→ TEXT

★ ★ ★

Unsurprisingly, some of the names turn up in both the QUAL and VFLO quality ETFs, like Merck. It has the world’s best-selling drug, called Keytruda, which helps the immune system attack cancer cells, and launched more than a decade ago. That means the company faces key patent expirations starting in 2028. But Wells Fargo Securities upgraded the stock to Overweight in November based on a bright growth outlook into the 2030s. Merck has directed its considerable free cash flow toward recent acquisitions to offset future Keytruda declines, and its development pipeline will yield a string of key trial readouts over the next 18 months.

Last Christmas, Brent crude went for $73 a barrel. Now, it’s about $10 cheaper. Yet Chevron stock has managed to produce a small gain this year. UBS calls the company the best-in-class upstream player, or producer, following a legal battle with Exxon Mobil and takeover of Hess that brought vast reserves in Guyana. At a $70 average Brent price, UBS estimates that free cash flow could grow by 10% annually over the next five years.

Expedia Group scores well on free cash generation and growth, and poorly on popularity, with barely a third of analysts who cover the stock recommending a purchase. The company is small relative to Priceline owner Booking Holdings, especially in hotels, which are much more lucrative than flights and rental cars. But Expedia, under new management since last year, solidly beat quarterly bookings estimates in early November, sending its stock 18% higher in a day.

Deckers Outdoor is best known as the maker of Ugg boots, even though sales there are likely to be overtaken in the coming year by the company’s Hoka brand of pillowy running shoes. The stock has slipped on a banana peel this year, losing half of its value. Growth rates for Hoka have slowed from 50%-plus a few years ago, to 20%-plus over the past two years, and now, to low-teens percentages. In mid-November, investment bank Stifel upgraded the stock to Buy from Hold, citing management meetings that boosted confidence in Decker’s long-term ability to increase Hoka sales at low-double digit percentages, and Ugg at low to mid-single digit ones.

★ ★ ★

→ LISTED ENTRIES

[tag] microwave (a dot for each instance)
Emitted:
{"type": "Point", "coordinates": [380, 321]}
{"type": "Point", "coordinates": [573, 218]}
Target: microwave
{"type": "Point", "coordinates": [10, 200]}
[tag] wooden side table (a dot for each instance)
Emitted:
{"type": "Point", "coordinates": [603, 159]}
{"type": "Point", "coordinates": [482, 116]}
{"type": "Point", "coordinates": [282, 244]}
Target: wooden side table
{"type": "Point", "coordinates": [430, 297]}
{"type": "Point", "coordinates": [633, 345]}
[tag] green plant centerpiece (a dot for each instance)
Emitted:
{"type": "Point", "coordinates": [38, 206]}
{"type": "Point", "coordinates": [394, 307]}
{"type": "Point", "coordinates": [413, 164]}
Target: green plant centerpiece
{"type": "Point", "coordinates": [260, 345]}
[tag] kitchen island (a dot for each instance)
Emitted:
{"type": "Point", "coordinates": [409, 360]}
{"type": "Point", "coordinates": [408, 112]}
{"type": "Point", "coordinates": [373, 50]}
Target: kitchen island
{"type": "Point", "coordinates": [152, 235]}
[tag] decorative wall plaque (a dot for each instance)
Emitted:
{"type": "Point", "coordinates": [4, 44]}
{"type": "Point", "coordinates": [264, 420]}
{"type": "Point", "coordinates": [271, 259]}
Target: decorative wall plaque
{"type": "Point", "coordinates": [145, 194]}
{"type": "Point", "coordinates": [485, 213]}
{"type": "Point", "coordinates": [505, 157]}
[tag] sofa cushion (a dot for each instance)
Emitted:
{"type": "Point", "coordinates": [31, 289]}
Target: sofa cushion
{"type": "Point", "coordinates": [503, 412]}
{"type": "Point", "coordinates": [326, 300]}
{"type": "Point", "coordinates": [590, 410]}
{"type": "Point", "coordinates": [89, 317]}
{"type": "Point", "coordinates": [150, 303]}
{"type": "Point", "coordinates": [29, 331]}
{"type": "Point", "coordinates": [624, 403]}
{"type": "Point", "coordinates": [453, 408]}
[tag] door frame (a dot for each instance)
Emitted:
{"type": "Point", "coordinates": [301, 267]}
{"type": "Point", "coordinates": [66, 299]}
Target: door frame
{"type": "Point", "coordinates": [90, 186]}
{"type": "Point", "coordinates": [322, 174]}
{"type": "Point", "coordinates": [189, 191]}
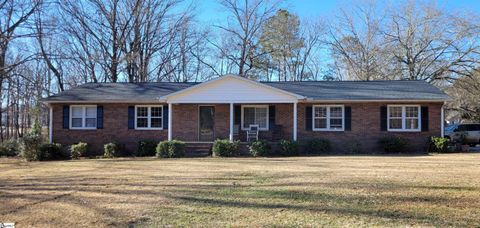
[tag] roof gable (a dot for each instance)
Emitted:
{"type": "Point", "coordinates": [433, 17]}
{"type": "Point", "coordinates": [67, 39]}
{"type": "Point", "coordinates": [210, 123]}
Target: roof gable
{"type": "Point", "coordinates": [231, 89]}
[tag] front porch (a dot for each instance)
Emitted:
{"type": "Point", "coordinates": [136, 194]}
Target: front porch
{"type": "Point", "coordinates": [224, 108]}
{"type": "Point", "coordinates": [206, 122]}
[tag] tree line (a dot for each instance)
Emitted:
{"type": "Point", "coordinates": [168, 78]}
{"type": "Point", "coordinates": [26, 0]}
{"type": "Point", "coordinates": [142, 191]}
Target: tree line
{"type": "Point", "coordinates": [48, 46]}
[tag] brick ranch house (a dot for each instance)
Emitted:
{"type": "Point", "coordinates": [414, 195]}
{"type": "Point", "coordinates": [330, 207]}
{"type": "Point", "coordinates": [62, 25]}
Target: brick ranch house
{"type": "Point", "coordinates": [344, 112]}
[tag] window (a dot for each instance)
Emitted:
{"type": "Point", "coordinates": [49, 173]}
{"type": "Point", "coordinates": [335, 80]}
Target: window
{"type": "Point", "coordinates": [328, 118]}
{"type": "Point", "coordinates": [83, 117]}
{"type": "Point", "coordinates": [403, 118]}
{"type": "Point", "coordinates": [148, 117]}
{"type": "Point", "coordinates": [256, 115]}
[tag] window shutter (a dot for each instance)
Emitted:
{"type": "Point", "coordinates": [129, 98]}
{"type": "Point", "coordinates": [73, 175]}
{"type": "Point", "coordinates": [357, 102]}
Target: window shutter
{"type": "Point", "coordinates": [237, 111]}
{"type": "Point", "coordinates": [348, 118]}
{"type": "Point", "coordinates": [271, 116]}
{"type": "Point", "coordinates": [66, 117]}
{"type": "Point", "coordinates": [165, 117]}
{"type": "Point", "coordinates": [424, 120]}
{"type": "Point", "coordinates": [131, 117]}
{"type": "Point", "coordinates": [99, 117]}
{"type": "Point", "coordinates": [383, 118]}
{"type": "Point", "coordinates": [308, 118]}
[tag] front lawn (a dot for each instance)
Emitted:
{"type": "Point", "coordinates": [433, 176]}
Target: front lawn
{"type": "Point", "coordinates": [436, 190]}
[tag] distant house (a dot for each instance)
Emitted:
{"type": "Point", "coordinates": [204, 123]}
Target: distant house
{"type": "Point", "coordinates": [344, 112]}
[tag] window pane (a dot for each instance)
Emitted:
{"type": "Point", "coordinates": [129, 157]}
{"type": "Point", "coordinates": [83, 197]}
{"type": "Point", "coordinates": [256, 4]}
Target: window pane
{"type": "Point", "coordinates": [320, 123]}
{"type": "Point", "coordinates": [395, 124]}
{"type": "Point", "coordinates": [335, 123]}
{"type": "Point", "coordinates": [91, 112]}
{"type": "Point", "coordinates": [76, 122]}
{"type": "Point", "coordinates": [77, 111]}
{"type": "Point", "coordinates": [90, 122]}
{"type": "Point", "coordinates": [142, 122]}
{"type": "Point", "coordinates": [156, 122]}
{"type": "Point", "coordinates": [411, 124]}
{"type": "Point", "coordinates": [248, 117]}
{"type": "Point", "coordinates": [261, 117]}
{"type": "Point", "coordinates": [411, 111]}
{"type": "Point", "coordinates": [142, 111]}
{"type": "Point", "coordinates": [156, 112]}
{"type": "Point", "coordinates": [320, 112]}
{"type": "Point", "coordinates": [395, 111]}
{"type": "Point", "coordinates": [336, 112]}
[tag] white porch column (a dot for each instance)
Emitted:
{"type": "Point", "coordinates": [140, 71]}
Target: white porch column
{"type": "Point", "coordinates": [50, 125]}
{"type": "Point", "coordinates": [295, 121]}
{"type": "Point", "coordinates": [170, 121]}
{"type": "Point", "coordinates": [231, 122]}
{"type": "Point", "coordinates": [442, 124]}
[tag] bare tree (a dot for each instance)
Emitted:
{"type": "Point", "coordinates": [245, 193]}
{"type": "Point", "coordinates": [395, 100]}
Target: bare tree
{"type": "Point", "coordinates": [466, 96]}
{"type": "Point", "coordinates": [104, 24]}
{"type": "Point", "coordinates": [430, 44]}
{"type": "Point", "coordinates": [358, 46]}
{"type": "Point", "coordinates": [243, 29]}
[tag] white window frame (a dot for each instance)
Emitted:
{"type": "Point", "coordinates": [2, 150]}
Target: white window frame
{"type": "Point", "coordinates": [84, 117]}
{"type": "Point", "coordinates": [328, 117]}
{"type": "Point", "coordinates": [256, 106]}
{"type": "Point", "coordinates": [149, 117]}
{"type": "Point", "coordinates": [404, 118]}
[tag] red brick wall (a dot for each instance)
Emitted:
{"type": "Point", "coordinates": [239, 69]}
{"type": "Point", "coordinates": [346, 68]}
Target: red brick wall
{"type": "Point", "coordinates": [366, 128]}
{"type": "Point", "coordinates": [115, 129]}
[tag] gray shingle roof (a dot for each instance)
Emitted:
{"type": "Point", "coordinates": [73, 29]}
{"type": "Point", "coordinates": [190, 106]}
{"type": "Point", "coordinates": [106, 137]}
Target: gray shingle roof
{"type": "Point", "coordinates": [363, 90]}
{"type": "Point", "coordinates": [316, 90]}
{"type": "Point", "coordinates": [117, 92]}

★ ★ ★

→ ACTIVITY 1
Name every bank or securities firm that the stock passage cites for a view on a company.
→ ACTIVITY 2
Continue the stock passage from its final sentence.

→ EXPECTED OUTPUT 1
Wells Fargo Securities, UBS, Stifel

→ EXPECTED OUTPUT 2
Longtime dog AT&T turned things around by getting out of show business and satellite dishes, and focusing its free cash on paying down debt, shoring up its dividend, and rolling out more fiber broadband to compete with cable. The stock has beaten the market over the past two years. A selloff since September on competitive concerns in wireless offers bargain hunters another look. KeyBanc Capital Markets upgraded the stock to Overweight from Sector Weight in November, calling wireless challenges overblown, and AT&T a leader in convergence, or the bundling of fiber broadband and wireless service, which tends to help with both profit margins and customer turnover. The dividend yield is 4.6%.

General Motors stock is doing something highly uncharacteristic: beating the stock market. Investors have made 135% over the past two years. Electric-vehicle demand has skidded, and tax perks have been scrapped. By keeping its EV bets modest, GM has avoided taking a massive loss like its rival Ford Motor recently did. Morgan Stanley upgraded GM stock to Overweight from Equal Weight in December, citing increased focus on lucrative fuel-burning vehicles. Shares go for eight times projected 2025 earnings, and earnings are expected to grow by 15% a year over the next two years.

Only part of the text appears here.